Exercise details -
The full listing needs to be output exactly.

Available records -
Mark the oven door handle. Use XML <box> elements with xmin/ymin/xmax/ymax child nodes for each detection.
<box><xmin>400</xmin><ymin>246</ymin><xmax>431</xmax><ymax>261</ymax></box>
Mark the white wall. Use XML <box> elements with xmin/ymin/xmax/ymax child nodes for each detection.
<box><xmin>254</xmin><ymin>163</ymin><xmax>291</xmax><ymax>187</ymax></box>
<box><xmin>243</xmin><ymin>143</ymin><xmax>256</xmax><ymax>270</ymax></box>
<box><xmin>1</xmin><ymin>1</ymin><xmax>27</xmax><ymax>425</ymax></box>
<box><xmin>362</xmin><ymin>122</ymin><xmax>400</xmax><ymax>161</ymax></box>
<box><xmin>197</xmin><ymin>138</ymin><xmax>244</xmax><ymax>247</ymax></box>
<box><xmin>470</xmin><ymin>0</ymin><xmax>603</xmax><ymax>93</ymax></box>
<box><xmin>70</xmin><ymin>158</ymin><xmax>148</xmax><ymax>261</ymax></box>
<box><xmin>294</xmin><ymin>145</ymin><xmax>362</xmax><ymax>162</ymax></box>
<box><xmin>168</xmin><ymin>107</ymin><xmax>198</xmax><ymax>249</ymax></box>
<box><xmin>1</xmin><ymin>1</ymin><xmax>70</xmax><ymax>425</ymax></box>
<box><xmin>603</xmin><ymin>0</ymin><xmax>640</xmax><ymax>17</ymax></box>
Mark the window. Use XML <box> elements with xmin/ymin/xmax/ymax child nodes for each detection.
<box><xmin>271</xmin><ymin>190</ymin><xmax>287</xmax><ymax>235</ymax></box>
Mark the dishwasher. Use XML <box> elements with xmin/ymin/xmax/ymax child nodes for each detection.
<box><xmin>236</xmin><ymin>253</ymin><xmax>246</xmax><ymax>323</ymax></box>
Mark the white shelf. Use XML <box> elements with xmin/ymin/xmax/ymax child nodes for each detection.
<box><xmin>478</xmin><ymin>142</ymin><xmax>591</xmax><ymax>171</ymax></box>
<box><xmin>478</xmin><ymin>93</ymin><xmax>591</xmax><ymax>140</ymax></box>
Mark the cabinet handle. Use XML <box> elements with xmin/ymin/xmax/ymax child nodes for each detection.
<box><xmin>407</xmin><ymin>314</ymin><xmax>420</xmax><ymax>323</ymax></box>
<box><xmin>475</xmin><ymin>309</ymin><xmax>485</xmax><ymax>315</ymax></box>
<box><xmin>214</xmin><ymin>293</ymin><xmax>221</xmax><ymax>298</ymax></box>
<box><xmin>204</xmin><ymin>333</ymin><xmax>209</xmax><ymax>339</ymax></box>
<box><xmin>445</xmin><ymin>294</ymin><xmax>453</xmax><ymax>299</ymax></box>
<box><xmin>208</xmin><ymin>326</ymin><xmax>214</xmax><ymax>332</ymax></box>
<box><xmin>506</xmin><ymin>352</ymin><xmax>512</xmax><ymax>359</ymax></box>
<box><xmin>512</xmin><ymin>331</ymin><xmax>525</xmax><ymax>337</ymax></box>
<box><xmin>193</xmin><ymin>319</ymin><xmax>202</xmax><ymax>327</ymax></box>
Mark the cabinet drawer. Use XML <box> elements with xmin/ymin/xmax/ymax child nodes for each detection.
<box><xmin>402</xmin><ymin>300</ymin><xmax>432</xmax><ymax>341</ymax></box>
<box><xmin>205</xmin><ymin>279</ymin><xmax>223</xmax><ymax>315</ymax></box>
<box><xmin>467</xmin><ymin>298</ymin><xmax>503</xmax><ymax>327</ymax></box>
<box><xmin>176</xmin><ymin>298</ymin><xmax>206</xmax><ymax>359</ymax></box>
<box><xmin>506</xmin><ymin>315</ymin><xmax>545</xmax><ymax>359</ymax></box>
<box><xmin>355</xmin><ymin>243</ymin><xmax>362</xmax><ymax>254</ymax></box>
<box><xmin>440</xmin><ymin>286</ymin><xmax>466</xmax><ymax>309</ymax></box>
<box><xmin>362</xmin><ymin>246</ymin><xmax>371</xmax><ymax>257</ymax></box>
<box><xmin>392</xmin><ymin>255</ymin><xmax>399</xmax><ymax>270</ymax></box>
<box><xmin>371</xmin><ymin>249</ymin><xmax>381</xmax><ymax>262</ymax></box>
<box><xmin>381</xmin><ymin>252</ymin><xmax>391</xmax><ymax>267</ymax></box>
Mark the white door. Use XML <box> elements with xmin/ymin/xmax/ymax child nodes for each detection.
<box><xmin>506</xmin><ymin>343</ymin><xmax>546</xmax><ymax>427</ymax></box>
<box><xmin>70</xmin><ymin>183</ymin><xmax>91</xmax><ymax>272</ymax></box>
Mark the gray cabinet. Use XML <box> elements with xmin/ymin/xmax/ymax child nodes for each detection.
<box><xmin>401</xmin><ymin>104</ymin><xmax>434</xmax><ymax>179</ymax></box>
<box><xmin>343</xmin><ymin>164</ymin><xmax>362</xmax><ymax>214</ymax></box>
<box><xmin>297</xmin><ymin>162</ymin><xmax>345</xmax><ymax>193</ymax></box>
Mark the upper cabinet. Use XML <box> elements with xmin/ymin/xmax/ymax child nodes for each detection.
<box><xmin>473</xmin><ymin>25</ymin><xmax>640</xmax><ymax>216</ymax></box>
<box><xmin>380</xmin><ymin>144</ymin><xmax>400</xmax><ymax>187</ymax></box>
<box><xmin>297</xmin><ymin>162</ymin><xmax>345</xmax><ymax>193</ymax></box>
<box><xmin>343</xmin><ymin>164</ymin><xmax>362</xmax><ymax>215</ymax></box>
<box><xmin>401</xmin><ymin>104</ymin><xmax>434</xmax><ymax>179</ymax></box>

Written response -
Mark the oven door handle. Use XML <box> elements with xmin/ymin/xmax/ymax child nodes for each detection.
<box><xmin>400</xmin><ymin>246</ymin><xmax>431</xmax><ymax>261</ymax></box>
Mark the white wall. Use XML <box> elements with xmin/ymin/xmax/ymax child nodes for each detection.
<box><xmin>254</xmin><ymin>163</ymin><xmax>291</xmax><ymax>187</ymax></box>
<box><xmin>243</xmin><ymin>143</ymin><xmax>256</xmax><ymax>270</ymax></box>
<box><xmin>1</xmin><ymin>1</ymin><xmax>27</xmax><ymax>425</ymax></box>
<box><xmin>362</xmin><ymin>122</ymin><xmax>400</xmax><ymax>161</ymax></box>
<box><xmin>197</xmin><ymin>138</ymin><xmax>244</xmax><ymax>247</ymax></box>
<box><xmin>470</xmin><ymin>0</ymin><xmax>603</xmax><ymax>93</ymax></box>
<box><xmin>70</xmin><ymin>158</ymin><xmax>148</xmax><ymax>261</ymax></box>
<box><xmin>294</xmin><ymin>145</ymin><xmax>362</xmax><ymax>162</ymax></box>
<box><xmin>168</xmin><ymin>107</ymin><xmax>198</xmax><ymax>249</ymax></box>
<box><xmin>1</xmin><ymin>1</ymin><xmax>70</xmax><ymax>425</ymax></box>
<box><xmin>603</xmin><ymin>0</ymin><xmax>640</xmax><ymax>17</ymax></box>
Mark the window. Use XML <box> elements with xmin/ymin/xmax/ymax child nodes for each detection.
<box><xmin>271</xmin><ymin>190</ymin><xmax>287</xmax><ymax>235</ymax></box>
Mark the dishwasher. Use XML <box> elements with xmin/ymin/xmax/ymax child nodes for each detection.
<box><xmin>236</xmin><ymin>253</ymin><xmax>246</xmax><ymax>323</ymax></box>
Mark the white shelf. Use XML <box> elements with xmin/ymin/xmax/ymax child nodes for each detection.
<box><xmin>478</xmin><ymin>142</ymin><xmax>591</xmax><ymax>171</ymax></box>
<box><xmin>478</xmin><ymin>93</ymin><xmax>591</xmax><ymax>140</ymax></box>
Mark the cabinet handle. Use XML <box> elements with xmin/ymin/xmax/ymax child nodes for each detection.
<box><xmin>407</xmin><ymin>314</ymin><xmax>420</xmax><ymax>323</ymax></box>
<box><xmin>475</xmin><ymin>309</ymin><xmax>485</xmax><ymax>315</ymax></box>
<box><xmin>214</xmin><ymin>293</ymin><xmax>221</xmax><ymax>298</ymax></box>
<box><xmin>204</xmin><ymin>333</ymin><xmax>209</xmax><ymax>339</ymax></box>
<box><xmin>445</xmin><ymin>294</ymin><xmax>453</xmax><ymax>299</ymax></box>
<box><xmin>208</xmin><ymin>326</ymin><xmax>214</xmax><ymax>332</ymax></box>
<box><xmin>506</xmin><ymin>352</ymin><xmax>512</xmax><ymax>359</ymax></box>
<box><xmin>512</xmin><ymin>331</ymin><xmax>525</xmax><ymax>337</ymax></box>
<box><xmin>193</xmin><ymin>319</ymin><xmax>202</xmax><ymax>327</ymax></box>
Mark the cabinet drawer. Use XML <box> elements with xmin/ymin/xmax/ymax child nodes for each detection.
<box><xmin>402</xmin><ymin>300</ymin><xmax>432</xmax><ymax>341</ymax></box>
<box><xmin>205</xmin><ymin>279</ymin><xmax>223</xmax><ymax>315</ymax></box>
<box><xmin>467</xmin><ymin>298</ymin><xmax>503</xmax><ymax>327</ymax></box>
<box><xmin>176</xmin><ymin>298</ymin><xmax>206</xmax><ymax>359</ymax></box>
<box><xmin>506</xmin><ymin>315</ymin><xmax>545</xmax><ymax>359</ymax></box>
<box><xmin>355</xmin><ymin>243</ymin><xmax>362</xmax><ymax>254</ymax></box>
<box><xmin>440</xmin><ymin>286</ymin><xmax>466</xmax><ymax>309</ymax></box>
<box><xmin>362</xmin><ymin>246</ymin><xmax>371</xmax><ymax>257</ymax></box>
<box><xmin>392</xmin><ymin>255</ymin><xmax>399</xmax><ymax>270</ymax></box>
<box><xmin>371</xmin><ymin>249</ymin><xmax>381</xmax><ymax>262</ymax></box>
<box><xmin>381</xmin><ymin>252</ymin><xmax>391</xmax><ymax>267</ymax></box>
Mark the white door. Use XML <box> elements with xmin/ymin/xmax/ymax child nodes for each detection.
<box><xmin>506</xmin><ymin>343</ymin><xmax>546</xmax><ymax>427</ymax></box>
<box><xmin>70</xmin><ymin>183</ymin><xmax>91</xmax><ymax>272</ymax></box>
Mark the gray cabinet. Use XML <box> elements with xmin/ymin/xmax/ymax child nodes for each detection.
<box><xmin>401</xmin><ymin>104</ymin><xmax>434</xmax><ymax>179</ymax></box>
<box><xmin>343</xmin><ymin>164</ymin><xmax>362</xmax><ymax>214</ymax></box>
<box><xmin>297</xmin><ymin>162</ymin><xmax>345</xmax><ymax>193</ymax></box>
Mark the upper cabinet. Use XML <box> elements with xmin/ymin/xmax/ymax child nodes for each detection.
<box><xmin>473</xmin><ymin>25</ymin><xmax>640</xmax><ymax>216</ymax></box>
<box><xmin>380</xmin><ymin>144</ymin><xmax>400</xmax><ymax>187</ymax></box>
<box><xmin>297</xmin><ymin>162</ymin><xmax>345</xmax><ymax>193</ymax></box>
<box><xmin>343</xmin><ymin>164</ymin><xmax>362</xmax><ymax>215</ymax></box>
<box><xmin>401</xmin><ymin>104</ymin><xmax>434</xmax><ymax>179</ymax></box>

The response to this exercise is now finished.